> PROBLEM TO WORK ON
Every line in the data below from the one containing "drop a dot on every instance of the yellow" down to the one containing "drop a dot on every instance of the bird tail", both included, must be retyped exactly; no other line is to appear.

Records drawn from a dataset
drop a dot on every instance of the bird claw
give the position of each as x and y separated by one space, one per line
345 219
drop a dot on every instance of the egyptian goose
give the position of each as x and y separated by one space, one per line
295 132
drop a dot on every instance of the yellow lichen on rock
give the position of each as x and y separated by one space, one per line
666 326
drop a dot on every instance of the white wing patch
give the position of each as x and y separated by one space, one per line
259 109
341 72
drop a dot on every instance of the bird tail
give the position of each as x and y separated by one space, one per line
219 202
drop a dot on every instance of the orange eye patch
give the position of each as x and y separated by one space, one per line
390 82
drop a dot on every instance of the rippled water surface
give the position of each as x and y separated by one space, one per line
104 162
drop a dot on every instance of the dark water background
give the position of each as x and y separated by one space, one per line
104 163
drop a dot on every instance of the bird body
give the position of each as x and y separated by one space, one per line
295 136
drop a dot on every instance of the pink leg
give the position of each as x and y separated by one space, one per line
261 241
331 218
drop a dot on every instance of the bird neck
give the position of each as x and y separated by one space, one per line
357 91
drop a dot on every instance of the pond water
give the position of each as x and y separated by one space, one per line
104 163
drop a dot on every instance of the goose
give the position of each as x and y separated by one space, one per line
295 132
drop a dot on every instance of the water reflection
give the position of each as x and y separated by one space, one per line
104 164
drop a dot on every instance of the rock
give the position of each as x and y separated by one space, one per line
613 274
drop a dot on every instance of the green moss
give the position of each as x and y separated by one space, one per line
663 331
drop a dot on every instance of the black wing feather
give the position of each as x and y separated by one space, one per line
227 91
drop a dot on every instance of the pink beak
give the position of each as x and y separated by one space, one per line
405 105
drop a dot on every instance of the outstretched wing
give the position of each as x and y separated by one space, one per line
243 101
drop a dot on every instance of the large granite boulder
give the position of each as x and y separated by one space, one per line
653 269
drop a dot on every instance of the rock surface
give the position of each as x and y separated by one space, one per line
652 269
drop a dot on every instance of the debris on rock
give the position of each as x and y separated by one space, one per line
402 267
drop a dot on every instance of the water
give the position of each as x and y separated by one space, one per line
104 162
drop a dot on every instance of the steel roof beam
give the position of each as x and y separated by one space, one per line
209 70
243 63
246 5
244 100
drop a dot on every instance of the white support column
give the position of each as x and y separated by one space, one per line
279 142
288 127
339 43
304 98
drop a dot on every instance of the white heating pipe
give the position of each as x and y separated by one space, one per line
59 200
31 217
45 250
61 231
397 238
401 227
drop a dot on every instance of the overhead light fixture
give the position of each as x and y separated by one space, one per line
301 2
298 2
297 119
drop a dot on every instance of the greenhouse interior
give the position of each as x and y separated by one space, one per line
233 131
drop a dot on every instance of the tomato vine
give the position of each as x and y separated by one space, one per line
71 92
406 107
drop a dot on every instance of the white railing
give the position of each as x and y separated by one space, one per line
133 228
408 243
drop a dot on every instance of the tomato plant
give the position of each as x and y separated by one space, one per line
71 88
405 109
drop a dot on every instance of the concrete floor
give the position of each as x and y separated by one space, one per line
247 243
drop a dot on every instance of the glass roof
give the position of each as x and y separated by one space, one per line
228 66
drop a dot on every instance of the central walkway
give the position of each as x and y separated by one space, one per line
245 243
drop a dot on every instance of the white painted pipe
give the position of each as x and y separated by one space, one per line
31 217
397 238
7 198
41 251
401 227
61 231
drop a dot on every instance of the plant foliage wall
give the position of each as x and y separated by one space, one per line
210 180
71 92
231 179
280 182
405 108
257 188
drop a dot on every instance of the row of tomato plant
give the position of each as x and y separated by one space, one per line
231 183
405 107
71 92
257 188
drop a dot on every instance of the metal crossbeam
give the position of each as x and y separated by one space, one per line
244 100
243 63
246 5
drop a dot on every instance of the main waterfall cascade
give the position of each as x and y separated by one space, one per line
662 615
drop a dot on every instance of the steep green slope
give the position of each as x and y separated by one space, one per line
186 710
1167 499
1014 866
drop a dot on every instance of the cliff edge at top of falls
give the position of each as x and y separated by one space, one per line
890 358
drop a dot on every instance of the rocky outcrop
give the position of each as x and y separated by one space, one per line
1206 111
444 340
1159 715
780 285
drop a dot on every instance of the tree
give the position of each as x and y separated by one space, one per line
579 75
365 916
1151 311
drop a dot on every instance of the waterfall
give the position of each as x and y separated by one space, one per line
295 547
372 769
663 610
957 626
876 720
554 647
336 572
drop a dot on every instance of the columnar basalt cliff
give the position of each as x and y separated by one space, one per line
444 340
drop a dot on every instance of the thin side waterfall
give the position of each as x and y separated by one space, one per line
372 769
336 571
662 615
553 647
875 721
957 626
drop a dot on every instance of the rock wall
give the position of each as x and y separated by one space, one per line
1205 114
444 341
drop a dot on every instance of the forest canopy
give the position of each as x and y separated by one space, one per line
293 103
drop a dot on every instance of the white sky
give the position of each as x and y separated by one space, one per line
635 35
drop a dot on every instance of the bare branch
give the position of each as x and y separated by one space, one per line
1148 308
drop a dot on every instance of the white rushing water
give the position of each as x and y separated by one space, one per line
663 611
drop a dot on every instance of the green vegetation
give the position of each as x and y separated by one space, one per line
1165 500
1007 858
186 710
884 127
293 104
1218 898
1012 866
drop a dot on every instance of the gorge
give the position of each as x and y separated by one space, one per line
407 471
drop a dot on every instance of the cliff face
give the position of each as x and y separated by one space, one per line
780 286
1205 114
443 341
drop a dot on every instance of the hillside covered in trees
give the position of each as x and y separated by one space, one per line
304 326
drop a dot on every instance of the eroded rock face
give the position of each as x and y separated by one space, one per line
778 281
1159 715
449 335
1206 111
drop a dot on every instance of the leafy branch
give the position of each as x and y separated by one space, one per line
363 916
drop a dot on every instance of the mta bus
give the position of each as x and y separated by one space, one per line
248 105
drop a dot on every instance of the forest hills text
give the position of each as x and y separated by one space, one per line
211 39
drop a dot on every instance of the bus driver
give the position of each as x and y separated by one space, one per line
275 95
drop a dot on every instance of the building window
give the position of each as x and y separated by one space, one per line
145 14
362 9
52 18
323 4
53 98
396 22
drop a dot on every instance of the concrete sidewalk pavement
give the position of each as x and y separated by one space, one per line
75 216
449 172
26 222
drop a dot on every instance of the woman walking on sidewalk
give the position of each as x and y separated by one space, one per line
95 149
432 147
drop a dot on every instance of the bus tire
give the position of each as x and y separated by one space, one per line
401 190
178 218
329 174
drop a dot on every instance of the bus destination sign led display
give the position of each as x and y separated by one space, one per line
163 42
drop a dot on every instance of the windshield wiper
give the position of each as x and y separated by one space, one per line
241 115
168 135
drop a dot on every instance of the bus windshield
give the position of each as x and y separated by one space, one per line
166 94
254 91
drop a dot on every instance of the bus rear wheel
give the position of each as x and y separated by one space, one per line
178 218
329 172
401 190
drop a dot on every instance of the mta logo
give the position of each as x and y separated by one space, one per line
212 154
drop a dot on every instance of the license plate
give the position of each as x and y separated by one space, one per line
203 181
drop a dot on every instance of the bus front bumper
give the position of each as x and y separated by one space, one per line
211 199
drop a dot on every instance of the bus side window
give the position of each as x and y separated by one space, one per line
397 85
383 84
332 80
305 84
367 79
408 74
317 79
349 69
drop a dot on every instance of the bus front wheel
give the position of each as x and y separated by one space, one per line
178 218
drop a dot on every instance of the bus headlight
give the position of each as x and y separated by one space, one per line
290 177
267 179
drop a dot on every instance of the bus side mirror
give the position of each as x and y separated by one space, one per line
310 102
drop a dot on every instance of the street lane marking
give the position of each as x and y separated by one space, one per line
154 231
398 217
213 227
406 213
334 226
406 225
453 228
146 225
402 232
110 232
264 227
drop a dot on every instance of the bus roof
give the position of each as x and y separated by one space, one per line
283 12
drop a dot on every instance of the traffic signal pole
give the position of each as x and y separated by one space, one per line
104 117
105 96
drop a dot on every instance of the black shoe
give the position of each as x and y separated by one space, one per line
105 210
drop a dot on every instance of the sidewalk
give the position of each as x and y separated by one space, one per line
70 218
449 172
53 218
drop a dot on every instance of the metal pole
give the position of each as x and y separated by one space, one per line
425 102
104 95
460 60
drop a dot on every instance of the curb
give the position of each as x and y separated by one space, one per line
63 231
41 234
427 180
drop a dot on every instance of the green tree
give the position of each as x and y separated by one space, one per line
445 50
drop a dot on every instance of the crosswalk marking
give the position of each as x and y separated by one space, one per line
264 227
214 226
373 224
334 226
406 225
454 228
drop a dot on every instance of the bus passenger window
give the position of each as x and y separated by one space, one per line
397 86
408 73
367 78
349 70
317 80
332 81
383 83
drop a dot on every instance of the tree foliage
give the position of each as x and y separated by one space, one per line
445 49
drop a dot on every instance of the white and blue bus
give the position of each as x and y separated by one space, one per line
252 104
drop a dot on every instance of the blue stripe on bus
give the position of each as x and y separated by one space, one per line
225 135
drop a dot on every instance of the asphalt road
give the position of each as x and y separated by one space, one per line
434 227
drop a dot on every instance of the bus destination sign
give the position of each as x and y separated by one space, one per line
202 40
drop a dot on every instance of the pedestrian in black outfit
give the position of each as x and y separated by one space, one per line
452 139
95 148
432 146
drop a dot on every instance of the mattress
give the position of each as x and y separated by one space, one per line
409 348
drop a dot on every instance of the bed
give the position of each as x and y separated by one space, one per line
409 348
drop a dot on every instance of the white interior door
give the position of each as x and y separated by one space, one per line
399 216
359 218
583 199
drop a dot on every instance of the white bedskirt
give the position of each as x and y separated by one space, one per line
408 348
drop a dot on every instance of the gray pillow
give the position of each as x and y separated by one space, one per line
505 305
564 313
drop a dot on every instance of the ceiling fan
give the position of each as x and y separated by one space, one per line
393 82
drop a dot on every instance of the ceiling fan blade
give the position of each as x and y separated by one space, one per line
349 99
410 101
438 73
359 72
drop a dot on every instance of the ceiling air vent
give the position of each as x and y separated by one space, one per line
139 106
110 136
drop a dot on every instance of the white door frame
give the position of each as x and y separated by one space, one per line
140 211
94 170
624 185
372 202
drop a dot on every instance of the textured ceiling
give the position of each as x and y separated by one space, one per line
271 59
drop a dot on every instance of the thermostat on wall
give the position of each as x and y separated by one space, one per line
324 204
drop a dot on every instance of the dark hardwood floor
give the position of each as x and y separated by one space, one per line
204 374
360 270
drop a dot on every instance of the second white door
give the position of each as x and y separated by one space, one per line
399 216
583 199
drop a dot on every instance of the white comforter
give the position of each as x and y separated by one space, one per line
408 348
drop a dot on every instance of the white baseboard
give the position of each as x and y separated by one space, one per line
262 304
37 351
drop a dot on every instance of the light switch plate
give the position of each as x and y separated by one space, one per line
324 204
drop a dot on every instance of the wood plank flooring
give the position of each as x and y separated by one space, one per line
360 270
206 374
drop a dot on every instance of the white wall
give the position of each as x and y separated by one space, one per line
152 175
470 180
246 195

> TASK RESPONSE
drop a dot on every instance of the yellow lichen on rock
give the position of each as x and y separated by one space, one per line
666 326
drop a dot on every instance of the white wing patch
give the position of each as x and y separated by one space, one per line
259 109
341 72
drop a dot on every instance of the bird tail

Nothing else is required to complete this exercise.